## Instructions to follow:
The records that follow are to be repeated without alteration.

## Information shown:
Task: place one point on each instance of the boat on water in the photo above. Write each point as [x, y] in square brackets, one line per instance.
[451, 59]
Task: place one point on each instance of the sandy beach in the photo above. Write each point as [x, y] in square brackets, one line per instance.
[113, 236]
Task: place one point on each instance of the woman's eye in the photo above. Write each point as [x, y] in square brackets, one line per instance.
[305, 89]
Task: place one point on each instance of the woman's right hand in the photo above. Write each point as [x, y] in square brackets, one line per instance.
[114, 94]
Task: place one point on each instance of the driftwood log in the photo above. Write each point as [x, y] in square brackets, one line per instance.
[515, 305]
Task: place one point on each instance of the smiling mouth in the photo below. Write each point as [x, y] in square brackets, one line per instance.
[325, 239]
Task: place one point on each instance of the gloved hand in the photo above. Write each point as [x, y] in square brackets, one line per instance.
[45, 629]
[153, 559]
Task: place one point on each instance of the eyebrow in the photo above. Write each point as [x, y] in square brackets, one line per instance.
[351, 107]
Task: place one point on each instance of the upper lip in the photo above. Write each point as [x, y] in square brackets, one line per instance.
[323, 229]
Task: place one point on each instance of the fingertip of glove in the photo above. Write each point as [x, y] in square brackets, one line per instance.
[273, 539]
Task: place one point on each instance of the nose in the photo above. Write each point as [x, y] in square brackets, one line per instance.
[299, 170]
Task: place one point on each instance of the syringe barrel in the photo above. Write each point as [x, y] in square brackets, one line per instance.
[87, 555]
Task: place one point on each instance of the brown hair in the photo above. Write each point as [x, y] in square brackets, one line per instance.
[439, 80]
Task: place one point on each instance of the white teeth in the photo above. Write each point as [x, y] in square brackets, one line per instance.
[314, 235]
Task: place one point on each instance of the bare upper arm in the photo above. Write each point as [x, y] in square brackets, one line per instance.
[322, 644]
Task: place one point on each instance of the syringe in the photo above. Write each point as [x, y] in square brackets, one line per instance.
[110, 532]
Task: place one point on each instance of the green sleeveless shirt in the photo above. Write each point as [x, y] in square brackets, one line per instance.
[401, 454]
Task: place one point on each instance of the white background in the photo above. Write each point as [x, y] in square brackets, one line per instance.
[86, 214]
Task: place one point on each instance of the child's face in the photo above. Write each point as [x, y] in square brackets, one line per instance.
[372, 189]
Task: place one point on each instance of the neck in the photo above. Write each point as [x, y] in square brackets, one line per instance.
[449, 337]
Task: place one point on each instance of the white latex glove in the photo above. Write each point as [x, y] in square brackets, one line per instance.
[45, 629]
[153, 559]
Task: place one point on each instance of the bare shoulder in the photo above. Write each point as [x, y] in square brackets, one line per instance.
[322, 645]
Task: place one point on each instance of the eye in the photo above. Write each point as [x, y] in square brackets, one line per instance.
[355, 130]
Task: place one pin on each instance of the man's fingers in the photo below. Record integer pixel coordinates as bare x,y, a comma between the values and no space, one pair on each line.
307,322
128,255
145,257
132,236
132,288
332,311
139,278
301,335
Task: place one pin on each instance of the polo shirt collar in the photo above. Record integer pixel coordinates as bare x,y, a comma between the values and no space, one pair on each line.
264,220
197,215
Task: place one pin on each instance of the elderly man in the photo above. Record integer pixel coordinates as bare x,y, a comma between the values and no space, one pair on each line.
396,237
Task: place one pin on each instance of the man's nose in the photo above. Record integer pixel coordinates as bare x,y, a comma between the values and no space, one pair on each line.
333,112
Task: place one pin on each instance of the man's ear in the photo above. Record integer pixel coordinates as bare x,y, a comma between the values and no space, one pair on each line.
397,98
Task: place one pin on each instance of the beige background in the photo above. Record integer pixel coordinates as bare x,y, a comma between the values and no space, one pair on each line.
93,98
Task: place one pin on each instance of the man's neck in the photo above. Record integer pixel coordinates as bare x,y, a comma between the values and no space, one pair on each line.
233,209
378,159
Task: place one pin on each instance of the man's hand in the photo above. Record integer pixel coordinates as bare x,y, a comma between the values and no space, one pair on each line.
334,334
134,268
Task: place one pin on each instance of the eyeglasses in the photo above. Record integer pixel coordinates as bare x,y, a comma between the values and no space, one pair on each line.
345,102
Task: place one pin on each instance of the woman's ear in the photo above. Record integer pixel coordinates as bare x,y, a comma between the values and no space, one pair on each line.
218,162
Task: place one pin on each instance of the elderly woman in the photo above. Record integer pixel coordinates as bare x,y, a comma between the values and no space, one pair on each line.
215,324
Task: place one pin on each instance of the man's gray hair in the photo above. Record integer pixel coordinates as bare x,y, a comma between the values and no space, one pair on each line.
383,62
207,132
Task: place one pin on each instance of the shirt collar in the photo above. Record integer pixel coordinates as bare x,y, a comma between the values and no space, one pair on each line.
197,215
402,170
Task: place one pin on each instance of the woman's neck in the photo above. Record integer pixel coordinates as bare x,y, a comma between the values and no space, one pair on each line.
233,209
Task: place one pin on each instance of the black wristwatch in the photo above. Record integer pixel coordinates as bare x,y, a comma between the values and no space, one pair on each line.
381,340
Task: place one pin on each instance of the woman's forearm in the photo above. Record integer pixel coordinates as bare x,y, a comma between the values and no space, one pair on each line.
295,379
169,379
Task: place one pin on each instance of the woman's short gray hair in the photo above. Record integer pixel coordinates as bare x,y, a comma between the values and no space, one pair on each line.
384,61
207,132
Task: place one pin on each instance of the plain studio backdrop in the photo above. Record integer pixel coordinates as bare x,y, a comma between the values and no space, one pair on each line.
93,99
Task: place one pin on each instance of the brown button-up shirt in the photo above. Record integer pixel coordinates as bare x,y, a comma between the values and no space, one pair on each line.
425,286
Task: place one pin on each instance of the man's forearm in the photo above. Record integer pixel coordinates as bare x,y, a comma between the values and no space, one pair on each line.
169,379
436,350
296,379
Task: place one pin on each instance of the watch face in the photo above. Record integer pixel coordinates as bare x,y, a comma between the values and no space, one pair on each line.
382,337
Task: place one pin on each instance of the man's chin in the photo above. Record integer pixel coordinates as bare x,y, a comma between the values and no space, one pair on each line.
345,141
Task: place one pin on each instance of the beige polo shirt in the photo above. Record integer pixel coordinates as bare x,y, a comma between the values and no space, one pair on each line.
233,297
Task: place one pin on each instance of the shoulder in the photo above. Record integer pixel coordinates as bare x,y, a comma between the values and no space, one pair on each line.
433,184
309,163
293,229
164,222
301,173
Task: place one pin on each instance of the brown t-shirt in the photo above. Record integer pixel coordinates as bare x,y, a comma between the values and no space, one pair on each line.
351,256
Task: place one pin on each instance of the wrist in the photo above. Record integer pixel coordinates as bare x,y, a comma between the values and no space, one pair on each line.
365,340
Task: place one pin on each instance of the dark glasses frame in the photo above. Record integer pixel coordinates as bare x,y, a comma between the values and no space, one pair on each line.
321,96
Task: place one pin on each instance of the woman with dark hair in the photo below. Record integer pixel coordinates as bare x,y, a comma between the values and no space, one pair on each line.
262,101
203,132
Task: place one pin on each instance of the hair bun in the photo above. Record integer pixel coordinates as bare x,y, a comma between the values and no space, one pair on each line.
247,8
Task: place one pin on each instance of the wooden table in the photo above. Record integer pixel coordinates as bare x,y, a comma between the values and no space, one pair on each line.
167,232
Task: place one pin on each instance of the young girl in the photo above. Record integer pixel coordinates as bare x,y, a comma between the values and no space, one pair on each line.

## Written answer:
Task: place one point on each instance of the boat on water in the photo above. Write each point as [x, y] in square brackets, one line per instance.
[451, 59]
Task: place one point on each instance of the sandy beach in the photo above. Write each point as [x, y] in square brackets, one line per instance.
[113, 236]
Task: place one point on each instance of the woman's eye in the photo above. Write each point as [x, y] in square brackets, one line per instance.
[305, 89]
Task: place one point on each instance of the woman's right hand in the photo above. Write each point as [x, y] in square brackets, one line per instance.
[114, 94]
Task: place one point on each instance of the driftwood log in the photo above. Write each point as [x, y] in square brackets, one line per instance.
[515, 305]
Task: place one point on each instance of the smiling mouth in the photo below. Write each point as [x, y] in square brackets, one line per instance.
[325, 239]
Task: place one point on each instance of the gloved hand in the photo above. Write each point as [x, y] in square brackets, one line per instance.
[45, 629]
[153, 559]
Task: place one point on each instance of the eyebrow in the photo above. Write each point as [x, y] in square brackets, one line per instance.
[351, 107]
Task: place one point on each instance of the upper lip in the photo above. Write each point as [x, y] in square brackets, one line per instance.
[323, 229]
Task: place one point on each instance of the fingertip of glove in the photo above. Write each point as [x, y] in square brackets, one line per instance.
[273, 539]
Task: place one point on each instance of the nose in the photo above. Write each point as [x, y] in square brackets, one line per instance.
[299, 170]
Task: place one point on each instance of the syringe barrel in the photo above. Write each point as [x, y] in square brackets, one line per instance.
[87, 555]
Task: place one point on each instance of the brown hair in the photo above. Write each point as [x, y] in square brackets, one line per instance.
[439, 80]
Task: place one point on each instance of the white teeth in the photo above. Write each point as [x, y] in square brackets, one line per instance.
[314, 235]
Task: place one point on each instance of the bare upper arm in the photo above. Write each point as [x, y] in square brackets, one line per instance.
[322, 644]
Task: place one point on each instance of the syringe in the photo above. Write each point as [x, y] in square brackets, one line per instance.
[110, 532]
Task: place one point on each instance of the green sleeveless shirt in the photo above. Write each point as [x, y] in square brackets, one line per instance.
[401, 454]
Task: place one point on each instance of the white background in the photo above. Write each point as [x, y] in square brackets, one line per instance.
[86, 214]
Task: place one point on each instance of the child's face in the photo above. Write each point as [x, y] in square brackets, one line per instance.
[372, 189]
Task: place one point on each instance of the neck in the photo above. Write each point as [x, y] in square brackets, one line per instance.
[449, 337]
Task: place one point on each instance of the white latex glove in the photo above. Write each point as [x, y] in square brackets, one line per instance.
[45, 629]
[153, 559]
Task: place one point on each instance of the bare shoulder in the photo above. Write each point as [x, y] in square brackets, one line per instance.
[322, 645]
Task: place one point on each instance of the eye in the photo above. Write each point as [x, y] in square brackets, one line per instance.
[355, 130]
Task: place one pin on each instance of the man's fingers in the photo below. Record integer pixel coordinates as bare x,y, a comma between the values and no space, one pair on each line.
307,322
128,255
145,257
132,236
132,288
332,311
139,278
301,335
Task: place one pin on each instance of the polo shirt collar in the photo above. Record integer pixel coordinates as bare x,y, a comma between the values and no space, one pair on each line.
264,220
197,215
Task: place one pin on each instance of the elderly man in the photo above. Record integer pixel coordinates as bare x,y, a comma between the values and no space, one pair on each line.
396,237
Task: place one pin on each instance of the man's nose in the photo above. Record integer pixel coordinates as bare x,y, a comma between the values and no space, one pair on each line.
333,112
Task: place one pin on each instance of the man's ear in the photo above. Record integer pixel coordinates as bare x,y, a comma between the values and no space, one pair on each line.
397,98
Task: place one pin on each instance of the beige background in the photo above. Record integer pixel coordinates as bare x,y, a comma between the values and no space, one pair on each line.
93,98
Task: place one pin on each instance of the man's neck in the photo above. Record integer pixel coordinates as bare x,y, a comma between the values and no space, one pair on each line.
233,209
378,159
Task: place one pin on each instance of the man's hand in the photo above. Record integer pixel coordinates as bare x,y, a comma between the values and no space, one pair on each line.
334,334
134,268
Task: place one pin on each instance of the eyeglasses in the photo above. Record integer pixel coordinates as bare x,y, a comma between the values and no space, one pair on each line.
345,102
Task: place one pin on each instance of the woman's ear in the photo above. Record integer pixel coordinates as bare x,y, a comma between the values and no space, one pair on each line.
218,162
Task: place one pin on each instance of the elderly woman in the photo above. Record integer pixel coordinates as bare x,y, a comma between the values and no space, one pair on each line.
215,324
Task: place one pin on each instance of the man's gray hair in the photo above. Record integer pixel coordinates as bare x,y, a comma between the values and no space, one pair on each line.
383,62
207,132
Task: place one pin on each instance of the shirt collar in the photo above. Record integer pixel coordinates as bare x,y, a comma between the values and no space, one pair on each line.
197,215
402,170
Task: place one pin on each instance of the woman's neck in the photo above. Record integer pixel coordinates as bare x,y, a comma between the values and no space, one pair on each line.
233,209
Task: place one pin on each instance of the black wristwatch in the photo above. Record integer pixel coordinates as bare x,y, a comma between the values and no space, one pair on each line.
381,340
Task: place one pin on each instance of the woman's forearm in the photo above. Record integer pixel coordinates as bare x,y, a comma between the values and no space, one pair on each line.
295,379
169,379
Task: place one pin on each instance of the woman's short gray hair in the photo above. Record integer pixel coordinates as bare x,y, a comma between the values and no space, one pair on each line.
384,61
207,132
Task: place one pin on each instance of the plain studio backdrop in the photo above. Record integer pixel coordinates as bare x,y, a comma between the values and no space, one pair on each line.
93,99
Task: place one pin on each instance of the brown button-up shirt in the photo above. Record integer pixel coordinates as bare x,y, a comma between the values and no space, one pair on each line.
425,286
Task: place one pin on each instance of the man's forearm in the photo above. Record integer pixel coordinates as bare x,y, a comma between the values and no space, one pair on each line.
169,379
436,350
296,379
Task: place one pin on each instance of the watch face in the photo above. Record integer pixel coordinates as bare x,y, a comma between the values and no space, one pair on each line.
382,337
Task: place one pin on each instance of the man's chin in the photo above. Record integer pixel coordinates as bare x,y, a comma between the values and no space, one pair on each line.
345,141
Task: place one pin on each instance of the beige polo shirt in the photo above. Record integer pixel coordinates as bare x,y, a comma between the values and no space, one pair on each line.
233,297
Task: place one pin on each instance of the shoulder in the photo above. Record integer pixel coordinates as bare x,y, a comma between the values and no space, one pair on each line.
433,184
309,163
293,229
164,222
301,173
Task: place one pin on each instance of the brown t-shirt in the photo above. Record integer pixel coordinates as bare x,y, a comma between the values and no space, one pair on each line.
351,256
Task: place one pin on each instance of the wrist in the photo above. Record integer pixel coordinates as bare x,y, a comma between the values and no space, one pair on each line.
365,340
Task: place one pin on each instance of the dark glasses frame in the photo above. Record integer pixel coordinates as bare x,y, a comma between the values and no space, one pair on each line.
321,96
Task: place one pin on each instance of the woman with dark hair in the photo below. Record integer pixel coordinates as bare x,y, a comma between the values and no space, one pair on each line.
262,101
203,132
Task: place one pin on each instance of the hair bun in the photo above. Record integer pixel coordinates as bare x,y, a comma between the values and no space, one pair on each line.
247,8
Task: place one pin on each instance of the wooden table in the photo above. Record integer pixel coordinates as bare x,y, a comma between the values and no space, one pair on each line.
167,232
Task: place one pin on each instance of the young girl in the photo above. Record integer pixel coordinates as bare x,y, a comma between the values and no space, one pair on each line.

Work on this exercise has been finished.